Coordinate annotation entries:
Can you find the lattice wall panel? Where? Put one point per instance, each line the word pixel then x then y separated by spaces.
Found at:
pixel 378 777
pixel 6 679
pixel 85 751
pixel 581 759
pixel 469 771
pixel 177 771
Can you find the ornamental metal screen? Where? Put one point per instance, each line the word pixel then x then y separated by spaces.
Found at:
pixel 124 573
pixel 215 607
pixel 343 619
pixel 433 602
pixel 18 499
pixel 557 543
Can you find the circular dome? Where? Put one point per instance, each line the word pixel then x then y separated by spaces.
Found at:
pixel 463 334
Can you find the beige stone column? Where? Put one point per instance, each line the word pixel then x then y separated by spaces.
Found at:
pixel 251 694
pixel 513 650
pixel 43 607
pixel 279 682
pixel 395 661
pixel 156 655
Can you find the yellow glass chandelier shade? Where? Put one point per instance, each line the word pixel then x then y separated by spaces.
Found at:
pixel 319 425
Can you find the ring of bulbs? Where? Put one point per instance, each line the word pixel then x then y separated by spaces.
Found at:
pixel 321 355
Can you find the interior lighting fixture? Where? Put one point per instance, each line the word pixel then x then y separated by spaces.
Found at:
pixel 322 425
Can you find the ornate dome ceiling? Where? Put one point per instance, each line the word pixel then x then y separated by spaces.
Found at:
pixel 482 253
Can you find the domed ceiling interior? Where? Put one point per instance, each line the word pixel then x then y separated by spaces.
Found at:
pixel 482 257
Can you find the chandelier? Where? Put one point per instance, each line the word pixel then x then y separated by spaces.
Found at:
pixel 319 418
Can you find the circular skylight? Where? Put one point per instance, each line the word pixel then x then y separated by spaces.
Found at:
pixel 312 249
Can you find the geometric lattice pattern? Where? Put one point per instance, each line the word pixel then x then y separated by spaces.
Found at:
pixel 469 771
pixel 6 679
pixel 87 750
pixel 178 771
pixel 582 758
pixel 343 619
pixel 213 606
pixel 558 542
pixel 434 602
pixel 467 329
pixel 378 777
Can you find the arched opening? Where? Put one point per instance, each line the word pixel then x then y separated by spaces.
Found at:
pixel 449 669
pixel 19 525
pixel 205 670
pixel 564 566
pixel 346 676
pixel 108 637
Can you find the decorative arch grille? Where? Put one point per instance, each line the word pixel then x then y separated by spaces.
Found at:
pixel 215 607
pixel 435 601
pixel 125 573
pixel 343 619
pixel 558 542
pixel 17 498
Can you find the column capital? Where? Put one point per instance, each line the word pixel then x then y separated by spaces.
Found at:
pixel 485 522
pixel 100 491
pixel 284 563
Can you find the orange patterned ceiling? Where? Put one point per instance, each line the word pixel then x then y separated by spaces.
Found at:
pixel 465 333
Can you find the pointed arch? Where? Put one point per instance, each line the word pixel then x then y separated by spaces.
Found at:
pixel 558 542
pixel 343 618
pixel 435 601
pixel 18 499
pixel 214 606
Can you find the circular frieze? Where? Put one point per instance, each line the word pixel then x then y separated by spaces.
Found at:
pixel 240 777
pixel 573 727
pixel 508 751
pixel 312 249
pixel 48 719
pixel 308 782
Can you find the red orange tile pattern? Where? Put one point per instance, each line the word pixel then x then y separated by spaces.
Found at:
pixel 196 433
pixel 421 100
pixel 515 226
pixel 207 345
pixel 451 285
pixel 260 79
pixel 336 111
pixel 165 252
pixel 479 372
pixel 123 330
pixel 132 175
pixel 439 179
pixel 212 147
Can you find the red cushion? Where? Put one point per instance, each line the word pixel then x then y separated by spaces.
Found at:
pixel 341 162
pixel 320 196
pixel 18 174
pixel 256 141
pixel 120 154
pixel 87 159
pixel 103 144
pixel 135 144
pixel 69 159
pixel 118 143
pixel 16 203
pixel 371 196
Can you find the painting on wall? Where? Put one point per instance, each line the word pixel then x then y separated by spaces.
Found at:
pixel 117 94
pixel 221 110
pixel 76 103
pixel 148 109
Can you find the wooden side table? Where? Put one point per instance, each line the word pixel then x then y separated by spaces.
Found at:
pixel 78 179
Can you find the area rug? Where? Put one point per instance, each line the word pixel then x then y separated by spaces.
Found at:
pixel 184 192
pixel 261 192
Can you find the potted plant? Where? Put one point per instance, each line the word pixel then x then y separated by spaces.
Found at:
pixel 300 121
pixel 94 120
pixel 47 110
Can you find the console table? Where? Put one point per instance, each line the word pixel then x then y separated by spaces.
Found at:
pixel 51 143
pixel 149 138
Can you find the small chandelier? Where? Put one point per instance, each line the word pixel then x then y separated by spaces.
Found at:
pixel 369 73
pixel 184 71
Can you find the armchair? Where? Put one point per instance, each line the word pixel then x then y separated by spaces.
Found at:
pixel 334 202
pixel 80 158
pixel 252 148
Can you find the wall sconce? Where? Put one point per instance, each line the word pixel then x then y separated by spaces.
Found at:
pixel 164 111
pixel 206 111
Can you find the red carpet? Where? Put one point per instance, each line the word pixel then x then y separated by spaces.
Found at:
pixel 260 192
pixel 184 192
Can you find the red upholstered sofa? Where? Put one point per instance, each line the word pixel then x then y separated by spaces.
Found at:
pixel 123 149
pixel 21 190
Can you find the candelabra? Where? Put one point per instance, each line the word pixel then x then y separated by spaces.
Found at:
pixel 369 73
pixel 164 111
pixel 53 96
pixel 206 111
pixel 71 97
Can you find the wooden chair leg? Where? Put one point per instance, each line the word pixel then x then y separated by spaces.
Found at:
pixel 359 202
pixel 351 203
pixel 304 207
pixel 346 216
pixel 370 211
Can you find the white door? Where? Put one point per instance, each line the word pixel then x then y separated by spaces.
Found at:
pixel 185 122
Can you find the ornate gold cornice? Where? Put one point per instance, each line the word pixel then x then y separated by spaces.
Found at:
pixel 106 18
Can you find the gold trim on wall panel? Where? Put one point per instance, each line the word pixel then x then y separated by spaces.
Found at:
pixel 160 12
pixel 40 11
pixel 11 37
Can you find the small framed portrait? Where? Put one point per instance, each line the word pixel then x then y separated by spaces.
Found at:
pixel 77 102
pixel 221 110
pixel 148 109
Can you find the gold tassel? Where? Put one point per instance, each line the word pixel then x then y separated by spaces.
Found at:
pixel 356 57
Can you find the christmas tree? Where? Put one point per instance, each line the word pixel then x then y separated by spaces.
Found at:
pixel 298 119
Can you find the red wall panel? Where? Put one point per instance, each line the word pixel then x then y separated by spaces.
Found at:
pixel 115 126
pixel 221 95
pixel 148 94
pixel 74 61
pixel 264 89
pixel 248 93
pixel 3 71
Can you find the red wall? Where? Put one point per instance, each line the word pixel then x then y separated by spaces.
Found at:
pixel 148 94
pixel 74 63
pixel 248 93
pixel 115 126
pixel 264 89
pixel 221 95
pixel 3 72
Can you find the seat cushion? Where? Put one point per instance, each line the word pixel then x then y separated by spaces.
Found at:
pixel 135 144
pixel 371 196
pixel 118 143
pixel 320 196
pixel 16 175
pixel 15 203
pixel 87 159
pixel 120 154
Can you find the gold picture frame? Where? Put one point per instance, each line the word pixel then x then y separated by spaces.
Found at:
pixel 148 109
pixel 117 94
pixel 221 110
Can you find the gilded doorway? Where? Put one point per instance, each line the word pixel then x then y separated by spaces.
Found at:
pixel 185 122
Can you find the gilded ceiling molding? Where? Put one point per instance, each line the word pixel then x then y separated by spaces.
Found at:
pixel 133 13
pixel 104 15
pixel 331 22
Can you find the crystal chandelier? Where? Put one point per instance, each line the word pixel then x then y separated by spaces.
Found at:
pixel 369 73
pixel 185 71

REQUIRED TASK
Edit the data between the lines holding "Can you find the circular frieze?" and "pixel 308 782", inclusive, so that "circular frieze" becomes "round frieze" and everything else stays unchanged. Return only those lines.

TASK RESPONSE
Can you find the round frieze? Where? Put one point per instance, each line the word pixel then x then y separated by spaces.
Found at:
pixel 240 777
pixel 573 727
pixel 508 751
pixel 312 249
pixel 48 719
pixel 308 782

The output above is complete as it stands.